### Document passage
....
He grew up in the hamlet of Charlestown, New Hampshire. His high school baseball team played only eight games a season. At home, he played catch between the cows.
His sport of choice was basketball, earning him a scholarship to the University of New Hampshire. In one state high school tournament game, he scored 40 points with 36 rebounds as visions of playing power forward for the Celtics danced in his head. His baseball hero was Bill Russell (not the Dodgers’ shortstop).
Cecil and Leona Fisk instilled in Carlton a non-negotiable work ethic. “We didn’t get allowances,” Fisk once told Sports Illustrated. “My parents believed that you shouldn’t get paid for doing things around the house that had to be done. I still can’t comprehend it today when kids get red Camaros for their 16th birthdays. For what? For nothing? If we wanted money, we worked.”
That blue collar attitude ricocheted around Red Sox Nation. So did his performance as the 1972 American League Rookie of the Year, the league’s first unanimous selection, after a season in which this catcher led the A.L. in triples.
....
### Task statement
Write what comes next in the passage on Carlton Fisk's New Hampshire upbringing and 1972 rookie season, starting after its final sentence.

### Source data
....
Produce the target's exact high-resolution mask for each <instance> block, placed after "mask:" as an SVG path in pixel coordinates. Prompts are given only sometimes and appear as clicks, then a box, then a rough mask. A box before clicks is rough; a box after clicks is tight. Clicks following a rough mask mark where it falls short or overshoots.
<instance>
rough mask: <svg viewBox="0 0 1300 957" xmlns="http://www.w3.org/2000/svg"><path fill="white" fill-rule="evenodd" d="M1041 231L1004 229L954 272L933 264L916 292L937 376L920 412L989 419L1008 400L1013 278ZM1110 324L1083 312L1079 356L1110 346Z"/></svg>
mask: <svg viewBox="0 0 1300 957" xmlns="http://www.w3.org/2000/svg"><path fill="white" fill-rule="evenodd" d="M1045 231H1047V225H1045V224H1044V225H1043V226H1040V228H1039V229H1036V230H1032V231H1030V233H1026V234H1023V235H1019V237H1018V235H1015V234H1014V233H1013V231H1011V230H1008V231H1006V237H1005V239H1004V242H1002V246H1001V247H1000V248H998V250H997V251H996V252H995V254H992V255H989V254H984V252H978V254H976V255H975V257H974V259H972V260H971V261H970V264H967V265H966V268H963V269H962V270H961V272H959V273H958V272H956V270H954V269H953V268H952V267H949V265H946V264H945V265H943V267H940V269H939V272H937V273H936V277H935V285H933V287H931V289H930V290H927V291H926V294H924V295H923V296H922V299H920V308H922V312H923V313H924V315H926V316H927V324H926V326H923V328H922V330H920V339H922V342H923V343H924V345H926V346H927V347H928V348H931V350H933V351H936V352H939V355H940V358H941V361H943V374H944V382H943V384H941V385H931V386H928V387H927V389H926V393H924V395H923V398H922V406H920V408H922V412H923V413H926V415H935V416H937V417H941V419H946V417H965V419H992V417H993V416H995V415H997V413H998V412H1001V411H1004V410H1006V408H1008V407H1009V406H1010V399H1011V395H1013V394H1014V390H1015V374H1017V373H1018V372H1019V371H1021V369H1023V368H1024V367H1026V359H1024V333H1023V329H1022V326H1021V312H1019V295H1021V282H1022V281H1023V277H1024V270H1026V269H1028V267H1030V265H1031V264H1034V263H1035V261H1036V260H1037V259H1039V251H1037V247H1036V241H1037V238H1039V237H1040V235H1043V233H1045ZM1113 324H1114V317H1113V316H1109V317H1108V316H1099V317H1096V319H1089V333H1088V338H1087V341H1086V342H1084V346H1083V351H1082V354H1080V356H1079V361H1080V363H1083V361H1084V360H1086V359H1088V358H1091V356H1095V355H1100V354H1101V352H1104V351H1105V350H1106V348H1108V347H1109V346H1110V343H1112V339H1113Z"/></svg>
....
### Exercise output
His walk-off home run in the 1975 World Series still resonates as loudly as the church bells that rang across New England that night he willed the ball fair. A moment forever frozen in time, it is the signature moment of one of the greatest Fall Classics ever and will forever define him.
The narrative of his Hall of Fame career must start with that legendary blast, what may have been the greatest moment in one of the greatest games in Red Sox history. At his every stop now and forever, the subject always comes back to The Home Run.
Five years later, what the Red Sox DIDN’T do with Carlton Fisk’s contract in December, 1980, became a case study in contract law in every business school in this country.
But long before the rupture, Fisk’s relationship with the Boston front office gradually deteriorated.
In 1978, he cracked his ribs diving into the stands for a pop fly, then hurt his elbow and played the last six weeks in pain. The next spring, he could barely throw. Concurrently, the Red Sox refused to renegotiate his contract, (after having done so for Jim Rice). Owner and General Manager Haywood Sullivan said at that time, “I think Fisk’s contract is hurting him more than his elbow.” The next day, Fisk kicked open the door to Sullivan’s office and demanded a public apology.
That was the beginning of the end.
December 20, 1980 was the deadline for clubs to mail out contracts for the following season. Astoundingly, the Red. Sox did not go to the mailbox for another 48 hours.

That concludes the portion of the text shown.